▶ [TASK TO COMPLETE]
Lay out every line of the records below as a numbered list, omitting any blank lines.

>> BEGIN MATERIAL FOR THE TASK

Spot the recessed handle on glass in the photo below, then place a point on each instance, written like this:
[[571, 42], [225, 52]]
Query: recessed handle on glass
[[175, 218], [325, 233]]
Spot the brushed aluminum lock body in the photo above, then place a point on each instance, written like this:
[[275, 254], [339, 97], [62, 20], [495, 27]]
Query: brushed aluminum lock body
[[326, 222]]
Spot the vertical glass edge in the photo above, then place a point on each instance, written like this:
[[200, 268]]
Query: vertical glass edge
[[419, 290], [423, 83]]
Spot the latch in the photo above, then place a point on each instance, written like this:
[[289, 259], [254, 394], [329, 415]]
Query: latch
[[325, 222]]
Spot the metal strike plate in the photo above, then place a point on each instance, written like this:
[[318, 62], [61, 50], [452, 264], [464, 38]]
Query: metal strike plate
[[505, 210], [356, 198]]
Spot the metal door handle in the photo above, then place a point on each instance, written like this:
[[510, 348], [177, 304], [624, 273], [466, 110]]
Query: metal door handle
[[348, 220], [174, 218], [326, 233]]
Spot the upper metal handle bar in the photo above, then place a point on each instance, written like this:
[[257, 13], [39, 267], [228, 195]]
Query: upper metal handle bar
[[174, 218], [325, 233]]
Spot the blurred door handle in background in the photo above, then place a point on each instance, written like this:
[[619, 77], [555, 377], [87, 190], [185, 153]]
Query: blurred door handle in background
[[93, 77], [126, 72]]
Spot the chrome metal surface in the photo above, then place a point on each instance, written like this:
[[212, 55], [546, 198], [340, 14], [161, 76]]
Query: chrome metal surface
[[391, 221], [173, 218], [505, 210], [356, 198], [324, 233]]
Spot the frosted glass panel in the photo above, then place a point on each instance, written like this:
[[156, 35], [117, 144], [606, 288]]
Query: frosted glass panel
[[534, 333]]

>> END MATERIAL FOR THE TASK

▶ [CORRECT RESULT]
1. Spot the recessed handle on glass in the photo below, then place a point on each instance, written like this:
2. [[571, 42], [225, 52]]
3. Query: recessed handle on glass
4. [[175, 218], [325, 233]]
5. Spot the brushed aluminum lock body in the photo above, then place a point on each instance, written like this:
6. [[275, 254], [339, 97], [62, 20], [495, 27]]
7. Query: brushed aluminum lock body
8. [[326, 222]]
9. Spot the vertical glass edge in the photo above, then place a point on each instance, written like this:
10. [[200, 268]]
11. Query: vertical glass edge
12. [[419, 290], [423, 83]]
13. Spot the latch in the photo above, then place a point on each instance, written like this:
14. [[289, 259], [254, 394], [329, 415]]
15. Query: latch
16. [[325, 222]]
17. Spot the metal strike plate in the photo above, then place a point on each instance, written like this:
18. [[318, 62], [61, 50], [452, 264], [464, 38]]
19. Query: metal strike plate
20. [[505, 210], [356, 198]]
21. Spot the metal door handle in the photo above, then place a point on each instance, written like this:
22. [[510, 348], [177, 304], [624, 273], [466, 110]]
23. Query: metal door handle
24. [[348, 220], [174, 218], [326, 233]]
25. Spot the upper metal handle bar in the photo above, then place a point on each instance, written like this:
26. [[257, 13], [39, 267], [228, 195]]
27. Query: upper metal handle bar
28. [[174, 218], [325, 233]]
29. Spot the blurred door handle in background in the photo above, then place a point on each instance, written like this:
30. [[619, 77], [555, 377], [87, 190], [185, 153]]
31. Query: blurred door handle in background
32. [[93, 77], [126, 72]]
33. Spot the chrome metal surface in the photo above, then place a point on each instance, written like this:
34. [[212, 55], [546, 198], [340, 14], [161, 76]]
35. Query: chrome metal surface
36. [[391, 221], [173, 218], [505, 210], [356, 198], [324, 233]]
37. Spot the frosted glass panel in the photo above, then place a point on each instance, written like this:
38. [[156, 35], [117, 144], [606, 288]]
39. Query: frosted glass panel
40. [[534, 333]]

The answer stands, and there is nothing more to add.